- _Document excerpt_:
Oil drops below $73 on dollar, inventories
NEW YORK |
NEW YORK (Reuters) - Oil prices fell more than $1 to below $73 a barrel on Tuesday, extending losses to a fifth straight session as the dollar strengthened and demand concerns weighed on prices.
U.S. crude for January delivery fell $1.31 to settle at $72.62, down $1.31. Oil has fallen $5.75, or 7.3 percent, since prices last rose on December 1. In London, Brent crude fell $1.24 to settle at $75.19.
The last five days' losses are the biggest since prices fell 7.9 percent on September 23 and September 24.
The dollar gained against a basket of currencies .DXY on Tuesday, making dollar-denominated commodities more expensive for holders of other units.
A downward revision to the U.S. government's forecast for 2010 global demand growth also pressured crude.
The U.S. Energy Information Administration's monthly short-term outlook lowered its forecast for increased demand in 2010, and its forecast for OPEC and non-OPEC production was higher.
"People were looking for U.S. oil demand to be higher and so, with the cut in the EIA forecast and a smaller increase overall, that's a little disappointing," Mark Waggoner, president, Excel Futures, Huntington Beach, California.
U.S. stocks fell on Tuesday after a disappointing outlook from 3M Co (MMM.N) and a second straight month of falling domestic sales at McDonald's Corp (MCD.N) triggered concern about consumer spending. .N
Oil markets have looked to wider economic data and equity markets this year for a sign of a turnaround in the economy that could bolster crude demand and drain high inventory levels in key consumers, such as the United States.

- _Data in this exercise_:
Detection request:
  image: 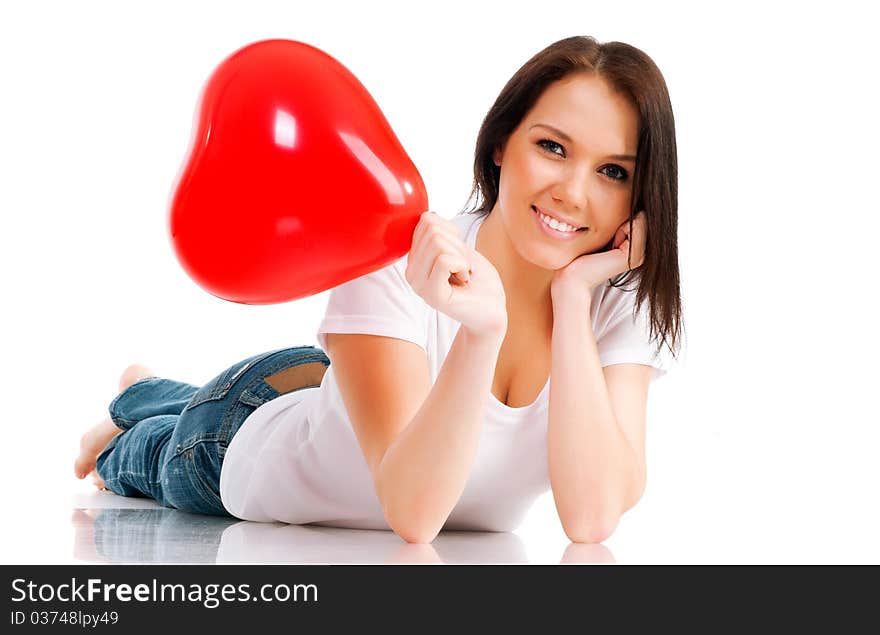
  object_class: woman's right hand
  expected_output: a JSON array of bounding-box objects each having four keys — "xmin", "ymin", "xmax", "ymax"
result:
[{"xmin": 406, "ymin": 212, "xmax": 507, "ymax": 336}]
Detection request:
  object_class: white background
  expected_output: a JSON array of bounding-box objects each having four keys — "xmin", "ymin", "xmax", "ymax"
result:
[{"xmin": 0, "ymin": 0, "xmax": 880, "ymax": 563}]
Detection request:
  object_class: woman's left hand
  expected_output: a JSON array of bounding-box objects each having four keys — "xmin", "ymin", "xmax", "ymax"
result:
[{"xmin": 550, "ymin": 211, "xmax": 647, "ymax": 293}]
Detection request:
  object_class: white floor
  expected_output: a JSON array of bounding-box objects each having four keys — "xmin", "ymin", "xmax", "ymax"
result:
[
  {"xmin": 60, "ymin": 491, "xmax": 614, "ymax": 564},
  {"xmin": 0, "ymin": 456, "xmax": 880, "ymax": 565}
]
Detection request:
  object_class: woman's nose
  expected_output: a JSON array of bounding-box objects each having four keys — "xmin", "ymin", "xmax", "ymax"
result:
[{"xmin": 553, "ymin": 169, "xmax": 590, "ymax": 210}]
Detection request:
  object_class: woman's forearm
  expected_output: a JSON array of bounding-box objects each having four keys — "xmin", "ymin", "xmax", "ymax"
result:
[
  {"xmin": 547, "ymin": 296, "xmax": 643, "ymax": 542},
  {"xmin": 376, "ymin": 327, "xmax": 504, "ymax": 542}
]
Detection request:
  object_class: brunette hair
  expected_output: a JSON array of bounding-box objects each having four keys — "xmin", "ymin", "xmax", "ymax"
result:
[{"xmin": 463, "ymin": 36, "xmax": 682, "ymax": 356}]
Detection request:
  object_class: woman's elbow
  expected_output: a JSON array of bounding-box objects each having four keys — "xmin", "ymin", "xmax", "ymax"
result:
[{"xmin": 562, "ymin": 516, "xmax": 620, "ymax": 544}]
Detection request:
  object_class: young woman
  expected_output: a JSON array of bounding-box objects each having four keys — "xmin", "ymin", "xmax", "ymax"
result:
[{"xmin": 75, "ymin": 37, "xmax": 681, "ymax": 542}]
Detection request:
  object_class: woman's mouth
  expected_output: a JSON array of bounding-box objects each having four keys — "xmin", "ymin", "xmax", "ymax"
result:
[{"xmin": 532, "ymin": 205, "xmax": 587, "ymax": 240}]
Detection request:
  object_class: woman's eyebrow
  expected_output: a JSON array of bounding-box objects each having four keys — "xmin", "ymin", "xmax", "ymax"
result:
[{"xmin": 529, "ymin": 123, "xmax": 636, "ymax": 162}]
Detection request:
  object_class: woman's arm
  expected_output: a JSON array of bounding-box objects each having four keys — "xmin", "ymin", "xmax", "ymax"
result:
[
  {"xmin": 376, "ymin": 327, "xmax": 504, "ymax": 542},
  {"xmin": 547, "ymin": 292, "xmax": 651, "ymax": 542}
]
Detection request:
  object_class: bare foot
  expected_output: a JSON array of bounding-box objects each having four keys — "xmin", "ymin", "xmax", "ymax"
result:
[{"xmin": 73, "ymin": 364, "xmax": 154, "ymax": 489}]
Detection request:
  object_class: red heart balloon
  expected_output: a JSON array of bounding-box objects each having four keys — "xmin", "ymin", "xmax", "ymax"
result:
[{"xmin": 168, "ymin": 40, "xmax": 428, "ymax": 304}]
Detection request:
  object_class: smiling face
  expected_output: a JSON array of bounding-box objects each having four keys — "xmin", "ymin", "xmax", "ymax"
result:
[{"xmin": 492, "ymin": 73, "xmax": 639, "ymax": 270}]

- _Problems to solve_:
**a)** Return every line of the rows that contains the string "white", treating uppercase and lowercase as different.
**b)** Continue the report on falling oil prices from the point where it ends.

- _Outputs for the tasks_:
**a)**
  object_class: white background
  object_class: white floor

**b)**
Crude oil stocks at the giant storage hub in Cushing, Oklahoma -- the delivery point for the New York Mercantile Exchange's oil futures contract -- have swelled, deepening the discount of front-month crude futures to second-month futures.
This market condition, called a contango, encourages more storage onshore and offshore, and drags down prices further.
"Cushing storage are the leading reason January prices (are) lower and the continuing expansion of the contango has traders worries about the likelihood of further increases in floating storage; most on-land storage is already full," said Peter Beutel, president of Cameron Hanover in New Canaan, Connecticut.
Weekly U.S. inventory data from the American Petroleum Institute, due out at 4:30 p.m. EST (2130 GMT) Tuesday, was expected to show a 600,000-barrel build in crude stocks in the week to December 4 and a rise of 1.5 million barrels in gasoline inventories. <EIA/S> Weekly data from the U.S. Energy Information Administration was due out on Wednesday morning.
Oil prices have rallied to a high for the year of $82 a barrel, reached in October, from below $33 in December 2008, even though fundamentals of supply, demand and inventories are bearish in the view of many analysts.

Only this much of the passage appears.